## EXERCISE DIRECTIONS
The full set of entries has to be output exactly.

== STUDY MATERIAL ==

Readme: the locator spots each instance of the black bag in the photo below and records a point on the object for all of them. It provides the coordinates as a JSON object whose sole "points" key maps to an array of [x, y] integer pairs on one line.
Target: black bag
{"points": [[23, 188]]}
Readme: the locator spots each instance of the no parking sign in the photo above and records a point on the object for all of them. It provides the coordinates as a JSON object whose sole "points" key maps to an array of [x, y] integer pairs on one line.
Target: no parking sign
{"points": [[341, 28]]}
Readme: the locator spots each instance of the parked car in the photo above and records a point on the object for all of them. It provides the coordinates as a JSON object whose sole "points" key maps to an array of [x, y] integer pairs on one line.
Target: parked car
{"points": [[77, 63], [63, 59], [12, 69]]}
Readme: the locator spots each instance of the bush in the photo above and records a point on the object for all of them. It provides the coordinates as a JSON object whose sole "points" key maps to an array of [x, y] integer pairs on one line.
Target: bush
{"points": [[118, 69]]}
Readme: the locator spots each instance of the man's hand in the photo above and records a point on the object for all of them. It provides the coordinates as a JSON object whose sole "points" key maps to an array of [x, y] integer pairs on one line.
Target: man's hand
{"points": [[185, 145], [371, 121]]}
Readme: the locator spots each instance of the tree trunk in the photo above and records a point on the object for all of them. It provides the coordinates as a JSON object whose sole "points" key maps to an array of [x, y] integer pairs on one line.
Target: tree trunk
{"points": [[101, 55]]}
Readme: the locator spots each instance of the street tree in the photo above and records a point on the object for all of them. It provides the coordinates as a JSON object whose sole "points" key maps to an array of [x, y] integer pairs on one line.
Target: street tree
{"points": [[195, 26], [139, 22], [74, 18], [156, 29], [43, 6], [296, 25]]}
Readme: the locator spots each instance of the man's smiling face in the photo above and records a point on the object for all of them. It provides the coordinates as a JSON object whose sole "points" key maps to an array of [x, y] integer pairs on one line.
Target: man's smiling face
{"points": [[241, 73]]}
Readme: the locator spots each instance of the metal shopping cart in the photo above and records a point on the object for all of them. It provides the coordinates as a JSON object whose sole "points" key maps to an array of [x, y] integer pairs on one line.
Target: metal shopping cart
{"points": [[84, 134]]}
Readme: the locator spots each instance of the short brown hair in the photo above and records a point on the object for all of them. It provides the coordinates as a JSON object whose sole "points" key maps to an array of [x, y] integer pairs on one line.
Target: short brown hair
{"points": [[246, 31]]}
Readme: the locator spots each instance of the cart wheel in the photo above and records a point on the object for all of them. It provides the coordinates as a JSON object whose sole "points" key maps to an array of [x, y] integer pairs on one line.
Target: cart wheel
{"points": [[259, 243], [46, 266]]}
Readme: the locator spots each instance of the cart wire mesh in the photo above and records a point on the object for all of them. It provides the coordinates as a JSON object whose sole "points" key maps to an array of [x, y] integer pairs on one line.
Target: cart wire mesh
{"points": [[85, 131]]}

===

## TASK RESULT
Readme: the locator spots each instance of the black bag in the photo below and records a point on the object for all of them. It provides the coordinates as a JSON object whose sole "points" key maps to an array of [x, y] integer pairs on one line.
Target: black bag
{"points": [[23, 188]]}
Readme: the locator spots each instance of the no parking sign in the photo above and records a point on the object for all of them. It provides the coordinates as a JSON object whose sole "points" key maps to an array of [x, y] integer pairs on one line.
Target: no parking sign
{"points": [[341, 28]]}
Readme: the locator spots each instance of the parked car in the photo above and records a point on the object for all of them. It provides the coordinates as a JSON object whose sole "points" key maps to an array of [x, y] integer pairs on one line.
Target: parked car
{"points": [[77, 63], [63, 59], [12, 69]]}
Readme: the locator spots each instance of the bush in the photo above and records a point on the object for all of them. It provides the coordinates as a JSON object whose sole "points" key maps to an array of [x, y] integer pairs on one line.
Target: bush
{"points": [[118, 69]]}
Readme: the locator spots each instance of the man's hand in the photo above and records a point on the object for all of them. It provides the coordinates as a JSON object whose sole "points" key maps to an array of [x, y] integer pairs on one line.
Target: man's hand
{"points": [[185, 145], [371, 121]]}
Readme: the locator spots each instance of the tree trunk in the photo above and records a point on the object for all of them. It provides the coordinates as a JSON object whose sole "points" key maps to an array of [x, y] integer pairs on one line.
Target: tree trunk
{"points": [[101, 55]]}
Readme: the locator spots each instance of the street tree in the photo above and records a point on the object for all of them. It provides the coordinates as a JSON object whose sole "points" key maps to an array of [x, y] integer pairs on one line.
Target: street tree
{"points": [[195, 26], [139, 22], [74, 18], [156, 29], [43, 6], [296, 25]]}
Readme: the locator spots each instance of the man's smiling face in the photo above and records a point on the object for all of them. It provides the coordinates as a JSON object whose sole "points" key maps to an array of [x, y] integer pairs on one line.
Target: man's smiling face
{"points": [[241, 73]]}
Readme: the locator spots each instance of the metal shopping cart in the photo above and records a point on the object for all of them. It provides the coordinates as a JSON object whose sole "points" key maps to an array of [x, y] integer pairs on one line.
Target: metal shopping cart
{"points": [[84, 134]]}
Readme: the locator spots each instance of the short brown hair in the photo above and records a point on the object for all of them. It provides the coordinates as a JSON object whose sole "points" key maps to an array of [x, y] integer pairs on one line.
Target: short brown hair
{"points": [[246, 31]]}
Readme: the locator spots each instance of the cart wheel in the photo above and records a point on the object for all of them. It provides the coordinates as a JSON object whose sole "points" key maps to an array of [x, y] integer pairs on one line.
Target: cart wheel
{"points": [[259, 243], [46, 266]]}
Readme: the locator spots each instance of the cart wire mesh in the photo above and records a point on the object for all of them. It provides the coordinates as a JSON object whose sole "points" key maps to an array of [x, y] integer pairs on one line.
Target: cart wire mesh
{"points": [[85, 131]]}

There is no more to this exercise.